__PAGE__:
..............................

Picture the classic I Love Lucy episode where Lucy begins a new job
dipping and packaging chocolates that come to her via an conveyor
belt. When the belt runs relatively slowly at first, Lucy is
quite capable of handling the load of the job. Once the belt’s
speed increases significantly, however, Lucy’s capacity for processing
and appropriately packaging the chocolates is exceeded.
Chocolates begin going by her and begin falling uselessly to the floor
off the end of the belt. Attempts to eat the chocolates,
place them in her hat, or place them in her blouse result in the
chocolates being stowed nearly everywhere but where they belong.
Rewrite this scene and add to the mayhem a bit. Imagine Lucy being
simultaneously responsible for two separate conveyor belts that are
filled with candies. It is not hard to picture her vain attempts
to switch back and forth between the relentlessly moving belts.
Our beloved Lucy would inevitably fail even more miserably.
Chocolate after chocolate from each belt would fail to reach the
desired destination of being neatly packaged in the smartly wrapped box.
A high school chemistry student's brain is not unlike Lucy in her
attempts to dip and box the candies in the chocolate factory.
Information can come at a student through auditory, visual,
tactile, taste, and olfactory sensory inputs much like the streams of
chocolates that came unabatedly at Lucy. The chemistry student's
brain has a limited amount of working memory capacity and can only
attend to a few (traditionally about seven plus or minus two-- but
probably fewer) items at a time. If the chemistry content
is new to the student, all (or nearly all) of this working memory
capacity will need to be utilized in attempts to understand, in
attempts to make connections with existing knowledge, and in attempts
to conduct enough mental rehearsals to move the knowledge into long
term memory in a retrievable form.
Competition from a secondary source of information can, at the very
least, take up a significant amount of the finite quantity of working
memory capacity that the student has available.
Sweller’s concept of cognitive load (Merrienboer & Sweller, 2005)
proposes that individual’s working memory does indeed have a limited
capacity; limited in the amount of information that it can manage, the
speed at which the information can be handled, and the length of time
that it can be maintained before it is lost (Barrouilet, Bernardin,
Portrat, Vergauwe, & Camos, 2007).
Simultaneous sensory inputs are indeed a reality of life. The two
most common types of sensory inputs come in the form of visual
information and audible information. When presented
sympathetically, an audio and visual form of the same message can
reinforce the message and facilitate more effective learning.

..............................

__SUPPLIED INFORMATION__:
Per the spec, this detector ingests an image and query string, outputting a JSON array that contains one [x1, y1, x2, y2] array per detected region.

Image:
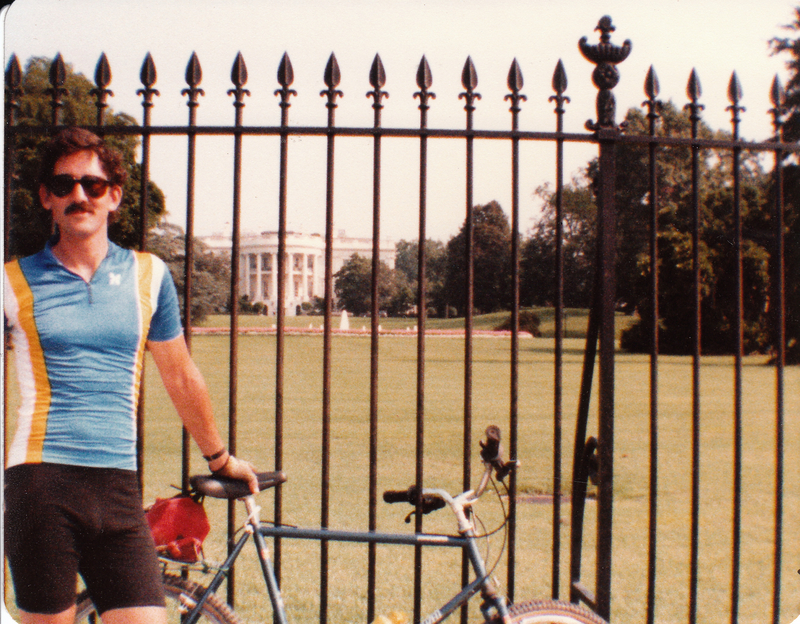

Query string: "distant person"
[[3, 128, 258, 624]]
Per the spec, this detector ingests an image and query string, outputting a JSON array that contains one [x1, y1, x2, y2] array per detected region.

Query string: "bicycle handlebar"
[[383, 425, 517, 521], [383, 485, 447, 514]]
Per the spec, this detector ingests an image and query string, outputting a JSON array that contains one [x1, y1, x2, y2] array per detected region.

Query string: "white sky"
[[4, 0, 797, 241]]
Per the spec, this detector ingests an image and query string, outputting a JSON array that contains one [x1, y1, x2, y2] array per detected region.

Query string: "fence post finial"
[[578, 15, 631, 131]]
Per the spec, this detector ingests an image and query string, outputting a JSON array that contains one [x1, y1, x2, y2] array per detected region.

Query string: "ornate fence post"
[[578, 16, 631, 619]]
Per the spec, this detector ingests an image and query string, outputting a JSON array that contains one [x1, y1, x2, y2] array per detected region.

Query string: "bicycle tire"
[[75, 574, 242, 624], [484, 600, 608, 624]]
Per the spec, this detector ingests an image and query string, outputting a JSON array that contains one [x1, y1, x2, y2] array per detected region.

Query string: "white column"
[[300, 254, 308, 301]]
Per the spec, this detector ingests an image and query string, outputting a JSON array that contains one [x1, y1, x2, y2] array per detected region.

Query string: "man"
[[4, 128, 258, 624]]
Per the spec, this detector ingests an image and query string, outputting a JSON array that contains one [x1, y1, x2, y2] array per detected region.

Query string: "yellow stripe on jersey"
[[6, 261, 50, 463], [134, 252, 158, 412]]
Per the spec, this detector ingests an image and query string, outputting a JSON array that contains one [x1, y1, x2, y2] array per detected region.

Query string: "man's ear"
[[39, 184, 50, 210], [108, 184, 122, 212]]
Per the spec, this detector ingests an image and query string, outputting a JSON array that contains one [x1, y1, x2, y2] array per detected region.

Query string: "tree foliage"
[[334, 254, 412, 316], [9, 57, 166, 256], [520, 177, 597, 308], [147, 221, 231, 324], [395, 239, 447, 316], [445, 201, 512, 316]]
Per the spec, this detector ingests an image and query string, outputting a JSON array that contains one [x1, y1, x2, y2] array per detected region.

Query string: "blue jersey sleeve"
[[147, 267, 183, 342]]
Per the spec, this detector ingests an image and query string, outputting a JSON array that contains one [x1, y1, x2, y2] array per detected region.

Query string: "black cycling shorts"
[[4, 464, 164, 614]]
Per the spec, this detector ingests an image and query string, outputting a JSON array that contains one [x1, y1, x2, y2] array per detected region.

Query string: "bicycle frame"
[[177, 467, 508, 624]]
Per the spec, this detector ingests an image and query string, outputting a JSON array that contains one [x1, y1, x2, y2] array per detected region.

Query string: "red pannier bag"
[[145, 495, 211, 563]]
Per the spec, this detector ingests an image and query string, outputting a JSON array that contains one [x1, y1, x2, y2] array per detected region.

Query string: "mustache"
[[64, 202, 89, 215]]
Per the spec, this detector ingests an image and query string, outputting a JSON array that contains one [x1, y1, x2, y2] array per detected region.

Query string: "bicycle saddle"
[[189, 471, 286, 499]]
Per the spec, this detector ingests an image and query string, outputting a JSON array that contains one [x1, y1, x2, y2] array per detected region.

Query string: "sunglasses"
[[47, 173, 111, 199]]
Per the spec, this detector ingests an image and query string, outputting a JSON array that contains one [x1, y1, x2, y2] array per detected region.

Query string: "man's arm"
[[147, 336, 258, 494]]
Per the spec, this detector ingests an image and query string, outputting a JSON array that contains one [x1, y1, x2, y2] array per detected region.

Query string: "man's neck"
[[52, 236, 108, 282]]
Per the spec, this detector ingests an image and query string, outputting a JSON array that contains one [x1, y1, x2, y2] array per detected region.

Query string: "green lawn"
[[3, 330, 800, 623], [197, 308, 636, 338]]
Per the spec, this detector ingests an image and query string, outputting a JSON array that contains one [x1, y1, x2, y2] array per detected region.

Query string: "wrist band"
[[211, 453, 233, 474], [203, 446, 228, 462]]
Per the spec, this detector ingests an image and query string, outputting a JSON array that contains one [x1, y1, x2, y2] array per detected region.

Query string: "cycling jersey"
[[4, 243, 182, 470]]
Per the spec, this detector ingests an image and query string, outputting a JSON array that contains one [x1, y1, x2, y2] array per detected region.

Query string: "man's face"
[[39, 150, 122, 244]]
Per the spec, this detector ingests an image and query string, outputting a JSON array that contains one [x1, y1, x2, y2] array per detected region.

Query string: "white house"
[[201, 230, 395, 316]]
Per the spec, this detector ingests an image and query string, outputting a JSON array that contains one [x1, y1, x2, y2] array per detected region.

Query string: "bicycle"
[[75, 426, 607, 624]]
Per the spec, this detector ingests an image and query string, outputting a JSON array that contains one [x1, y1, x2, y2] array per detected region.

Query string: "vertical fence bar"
[[413, 56, 436, 622], [460, 57, 481, 624], [643, 66, 661, 624], [89, 52, 114, 128], [503, 59, 528, 602], [227, 53, 250, 605], [319, 54, 343, 624], [686, 70, 704, 624], [181, 54, 203, 491], [273, 53, 297, 596], [597, 124, 618, 620], [578, 16, 631, 620], [45, 52, 67, 126], [548, 59, 569, 600], [770, 76, 786, 624], [367, 54, 389, 622], [136, 52, 159, 492], [727, 72, 744, 624]]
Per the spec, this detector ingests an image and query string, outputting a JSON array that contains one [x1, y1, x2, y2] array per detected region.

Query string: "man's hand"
[[214, 455, 258, 494]]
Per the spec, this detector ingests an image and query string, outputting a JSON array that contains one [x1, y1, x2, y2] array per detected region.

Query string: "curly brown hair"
[[39, 127, 128, 186]]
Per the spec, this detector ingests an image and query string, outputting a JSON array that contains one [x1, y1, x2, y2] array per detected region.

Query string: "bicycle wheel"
[[75, 574, 241, 624], [484, 600, 608, 624]]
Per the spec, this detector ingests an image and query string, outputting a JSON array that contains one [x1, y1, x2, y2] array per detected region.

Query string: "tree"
[[608, 103, 769, 354], [8, 57, 166, 256], [395, 239, 447, 316], [520, 177, 597, 308], [445, 201, 512, 316], [523, 102, 769, 353], [147, 221, 231, 323], [334, 254, 412, 316], [770, 6, 800, 364]]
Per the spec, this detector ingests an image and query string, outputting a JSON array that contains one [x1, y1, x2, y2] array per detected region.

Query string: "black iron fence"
[[4, 13, 800, 623]]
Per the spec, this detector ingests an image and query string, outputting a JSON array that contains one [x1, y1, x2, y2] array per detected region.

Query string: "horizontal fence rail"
[[4, 18, 800, 623]]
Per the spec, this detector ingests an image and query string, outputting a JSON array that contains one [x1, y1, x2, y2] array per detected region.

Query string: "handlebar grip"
[[383, 485, 447, 514], [383, 486, 416, 505]]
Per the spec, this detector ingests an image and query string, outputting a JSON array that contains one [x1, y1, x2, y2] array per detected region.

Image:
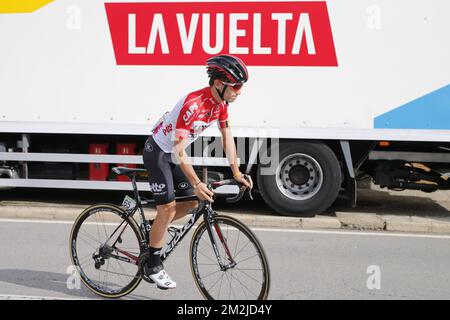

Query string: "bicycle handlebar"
[[208, 174, 253, 203]]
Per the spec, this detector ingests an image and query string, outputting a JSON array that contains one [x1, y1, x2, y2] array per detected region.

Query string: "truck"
[[0, 0, 450, 217]]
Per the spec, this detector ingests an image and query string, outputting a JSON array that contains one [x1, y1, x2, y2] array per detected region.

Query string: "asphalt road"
[[0, 220, 450, 299]]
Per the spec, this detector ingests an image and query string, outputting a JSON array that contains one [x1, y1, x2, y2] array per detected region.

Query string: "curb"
[[0, 203, 450, 235]]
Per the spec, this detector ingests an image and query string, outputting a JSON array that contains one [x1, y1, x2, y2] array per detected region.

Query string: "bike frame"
[[106, 175, 236, 270]]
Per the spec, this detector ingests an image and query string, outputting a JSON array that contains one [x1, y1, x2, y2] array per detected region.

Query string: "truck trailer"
[[0, 0, 450, 216]]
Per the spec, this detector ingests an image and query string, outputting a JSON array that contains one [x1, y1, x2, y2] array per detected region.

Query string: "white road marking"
[[0, 219, 450, 239], [0, 294, 87, 300]]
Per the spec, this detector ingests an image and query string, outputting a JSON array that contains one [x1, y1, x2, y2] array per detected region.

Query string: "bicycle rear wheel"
[[69, 204, 142, 298], [190, 216, 270, 300]]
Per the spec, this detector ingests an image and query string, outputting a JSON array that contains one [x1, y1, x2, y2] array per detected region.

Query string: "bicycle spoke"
[[235, 268, 262, 285], [236, 254, 259, 264], [70, 205, 141, 297], [230, 270, 258, 297]]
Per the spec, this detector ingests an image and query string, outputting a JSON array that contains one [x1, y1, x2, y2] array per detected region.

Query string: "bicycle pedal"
[[156, 285, 169, 290]]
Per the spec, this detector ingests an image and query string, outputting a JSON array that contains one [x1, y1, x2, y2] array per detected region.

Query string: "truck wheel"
[[257, 142, 342, 217]]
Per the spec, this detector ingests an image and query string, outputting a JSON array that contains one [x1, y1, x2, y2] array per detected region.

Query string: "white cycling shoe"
[[148, 269, 177, 289]]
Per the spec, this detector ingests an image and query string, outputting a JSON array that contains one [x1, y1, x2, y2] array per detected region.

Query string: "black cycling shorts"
[[142, 136, 195, 205]]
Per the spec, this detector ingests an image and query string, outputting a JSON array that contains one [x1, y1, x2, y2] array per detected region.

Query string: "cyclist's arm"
[[173, 139, 214, 202], [173, 139, 201, 186]]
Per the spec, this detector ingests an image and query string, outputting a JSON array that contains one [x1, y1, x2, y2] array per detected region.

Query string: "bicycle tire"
[[190, 215, 270, 300], [69, 204, 142, 298]]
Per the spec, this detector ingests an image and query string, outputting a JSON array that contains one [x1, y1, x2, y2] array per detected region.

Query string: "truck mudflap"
[[374, 160, 450, 192], [257, 142, 342, 217]]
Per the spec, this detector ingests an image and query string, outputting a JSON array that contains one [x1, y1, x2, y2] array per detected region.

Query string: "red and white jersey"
[[152, 87, 229, 153]]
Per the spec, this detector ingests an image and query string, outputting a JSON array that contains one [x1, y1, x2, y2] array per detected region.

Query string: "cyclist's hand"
[[234, 174, 253, 189], [194, 182, 214, 202]]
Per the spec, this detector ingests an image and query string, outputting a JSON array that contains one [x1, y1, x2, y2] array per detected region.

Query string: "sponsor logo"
[[0, 0, 53, 13], [150, 182, 166, 194], [152, 122, 164, 134], [163, 123, 172, 136], [183, 103, 198, 123], [105, 1, 338, 67], [178, 182, 189, 190]]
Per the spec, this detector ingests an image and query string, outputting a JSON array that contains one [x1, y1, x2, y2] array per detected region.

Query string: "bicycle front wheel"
[[190, 216, 270, 300], [70, 204, 142, 298]]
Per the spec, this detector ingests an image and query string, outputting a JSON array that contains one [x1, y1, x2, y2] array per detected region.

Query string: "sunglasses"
[[222, 81, 244, 92]]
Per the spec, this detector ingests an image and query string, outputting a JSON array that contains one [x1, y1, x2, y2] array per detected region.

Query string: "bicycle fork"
[[205, 217, 236, 271]]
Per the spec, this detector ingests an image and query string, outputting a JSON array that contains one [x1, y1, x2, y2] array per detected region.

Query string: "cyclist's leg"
[[171, 163, 198, 221], [143, 137, 176, 289]]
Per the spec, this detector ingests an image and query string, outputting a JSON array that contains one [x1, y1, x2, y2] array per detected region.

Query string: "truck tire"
[[257, 142, 342, 217]]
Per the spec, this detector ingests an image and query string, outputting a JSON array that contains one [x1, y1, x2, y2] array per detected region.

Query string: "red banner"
[[105, 2, 337, 66]]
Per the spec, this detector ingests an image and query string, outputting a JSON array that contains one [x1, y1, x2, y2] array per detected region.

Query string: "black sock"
[[147, 247, 163, 273]]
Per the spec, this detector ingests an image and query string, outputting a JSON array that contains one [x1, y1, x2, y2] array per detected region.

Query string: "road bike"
[[69, 167, 270, 300]]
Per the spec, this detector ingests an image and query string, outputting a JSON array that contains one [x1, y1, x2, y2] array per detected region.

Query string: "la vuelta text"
[[128, 13, 316, 55], [177, 304, 272, 318]]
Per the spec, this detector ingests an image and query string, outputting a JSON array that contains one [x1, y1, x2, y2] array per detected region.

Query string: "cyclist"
[[143, 55, 253, 289]]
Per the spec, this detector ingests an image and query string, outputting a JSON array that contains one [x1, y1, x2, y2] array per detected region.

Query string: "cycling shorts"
[[142, 136, 195, 205]]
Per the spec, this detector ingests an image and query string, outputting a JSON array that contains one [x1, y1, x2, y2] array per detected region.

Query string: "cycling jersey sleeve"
[[175, 96, 200, 140], [217, 105, 230, 129]]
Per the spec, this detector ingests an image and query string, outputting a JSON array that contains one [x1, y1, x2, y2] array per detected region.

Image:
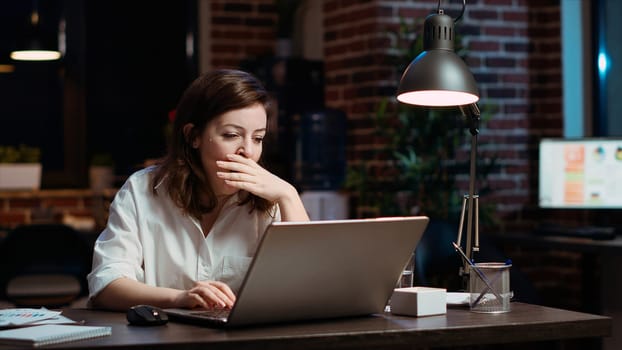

..............................

__STATED EXERCISE A__:
Reproduce everything in the passage on working memory from "Chocolates begin going" down to "even more miserably.".
__STATED EXERCISE B__:
Rewrite everything in the records from their start down to the line containing "[[4, 128, 258, 624]]", replacing "detector" with "locator" and changing nothing else. Leave the pictures out of your answer.

__CORRECT RESPONSE A__:
Chocolates begin going by her and begin falling uselessly to the floor
off the end of the belt. Attempts to eat the chocolates,
place them in her hat, or place them in her blouse result in the
chocolates being stowed nearly everywhere but where they belong.
Rewrite this scene and add to the mayhem a bit. Imagine Lucy being
simultaneously responsible for two separate conveyor belts that are
filled with candies. It is not hard to picture her vain attempts
to switch back and forth between the relentlessly moving belts.
Our beloved Lucy would inevitably fail even more miserably.

__CORRECT RESPONSE B__:
Per the spec, this locator ingests an image and query string, outputting a JSON array that contains one [x1, y1, x2, y2] array per detected region.

Image:

Query string: "distant person"
[[3, 128, 258, 624]]
Per the spec, this locator ingests an image and query string, outputting a JSON array that contains one [x1, y1, x2, y2] array per detected region.

Query string: "bicycle handlebar"
[[383, 425, 517, 521], [383, 485, 447, 514]]
Per the spec, this locator ingests an image and query string, outputting a JSON array that contains one [x1, y1, x2, y2] array per detected region.

Query string: "white sky"
[[4, 0, 797, 241]]
Per the spec, this locator ingests an image and query string, outputting a JSON array that contains one [x1, y1, x2, y2] array per detected region.

Query string: "fence post finial"
[[578, 15, 631, 131]]
Per the spec, this locator ingests an image and query string, outputting a JSON array that contains one [x1, y1, x2, y2] array per detected region.

Query string: "ornate fence post"
[[578, 16, 631, 619]]
Per the spec, this locator ingests an image and query string, outputting a JSON array that contains one [x1, y1, x2, y2] array per detected region.

Query string: "bicycle tire"
[[75, 574, 242, 624], [484, 600, 608, 624]]
Per the spec, this locator ingests an image and query string, outputting a JSON array that contains one [x1, y1, x2, y2] array per detected region.

Query string: "white column"
[[300, 254, 308, 301]]
Per the spec, this locator ingests an image and query string, outputting a JSON array that contains one [x1, y1, x2, y2] array per detected region.

Query string: "man"
[[4, 128, 258, 624]]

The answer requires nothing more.